Source passage Block Start
Other factors include my 13-year-old son, who has had trouble adjusting to a baby in the house; my boyfriend's outstanding warrants; and the fact that I have desperately wanted another baby for 10 years. What on earth should I do?
Back Against The Wall
Here's one occupational hazard of the advice-column bidness: If you're not careful, if you're not constantly on your guard, you can fill your column with letters like BATW's. Your column fills up with letters from people asking, in essence, "DTMFA?" and you're forced to respond, "Yes, for fuck's sake, DTMFA." (For those of you just tuning in: DTMFA stands for "dump the motherfucker already.") You may be helping people, sure, but your column quickly becomes a tedious slog, people stop reading, and then you have to get a real job at an auto plant or a hedge fund or a daily newspaper.
But there is one good reason to run DTMFA letters: You can dispose of the letter quickly—keep the baby, if at all possible, BATW, and DTMF'ing freeloading, inconsiderate piece of shit—and move on to more interesting topics.
Source passage Block End
== Required action 1 ==
In the advice column passage, what does DTMFA stand for?
== Required action 2 ==
Please carry on the advice column passage from the point where it stops.
These rows have no connection to the advice column passage.
Supplied data Block Start
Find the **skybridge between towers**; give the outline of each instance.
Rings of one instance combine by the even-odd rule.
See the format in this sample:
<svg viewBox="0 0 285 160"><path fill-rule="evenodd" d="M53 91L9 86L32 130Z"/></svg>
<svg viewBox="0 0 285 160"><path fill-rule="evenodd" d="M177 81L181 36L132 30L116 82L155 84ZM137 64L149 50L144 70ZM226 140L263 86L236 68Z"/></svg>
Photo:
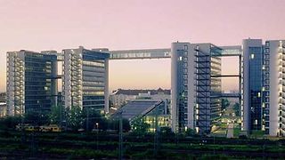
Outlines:
<svg viewBox="0 0 285 160"><path fill-rule="evenodd" d="M222 53L216 55L218 57L238 57L239 58L239 73L234 75L219 75L211 76L212 77L220 76L226 77L239 77L239 93L222 93L220 97L223 98L239 98L240 100L241 92L241 60L242 52L240 45L232 46L219 46L222 49ZM170 48L159 49L144 49L144 50L118 50L110 51L110 59L113 60L143 60L143 59L170 59ZM222 64L223 65L223 64ZM224 64L226 65L226 64Z"/></svg>

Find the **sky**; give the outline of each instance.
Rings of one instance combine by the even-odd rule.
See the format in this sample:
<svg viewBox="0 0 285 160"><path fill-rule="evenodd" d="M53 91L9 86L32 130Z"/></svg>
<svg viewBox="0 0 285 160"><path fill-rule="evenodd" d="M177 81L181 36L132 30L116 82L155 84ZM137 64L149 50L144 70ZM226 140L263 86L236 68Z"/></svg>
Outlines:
Supplied data Block End
== Expected output 1 ==
DTMFA stands for "dump the motherfucker already."

== Expected output 2 ==
For instance: A new study out of the Bradley Hasbro Children's Research Center found that "anal sex is on the rise" among straight teenagers and young adults. According to a heavy-breathing report from ABC News, straight kids are having butt sex "to please a partner, to have sex without the risk of pregnancy, or to preserve their virginity."
I'm old enough to remember when getting fucked in the ass was considered a sex act, something that virgins, almost by definition, shied away from. But that was before kids were subjected to religious indoctrination masquerading as sex-ed. Abstinence "educators" emphasize the importance of virginity—but they only talk about vaginal intercourse because they figure if we don't tell kids about anal sex they'll never figure out what brown can do for them. But they do figure it out. And lacking accurate info, kids aren't just concluding that anal sex isn't really sex. ("Otherwise it would've been covered in our sex-ed classes, right?") Kids are telling researchers that anal intercourse, unlike the premarital vaginal intercourse they were warned about (STDs! Pregnancy! Eternal damnation!), carries no risk of disease. (I can't wait to tell all my dead friends!)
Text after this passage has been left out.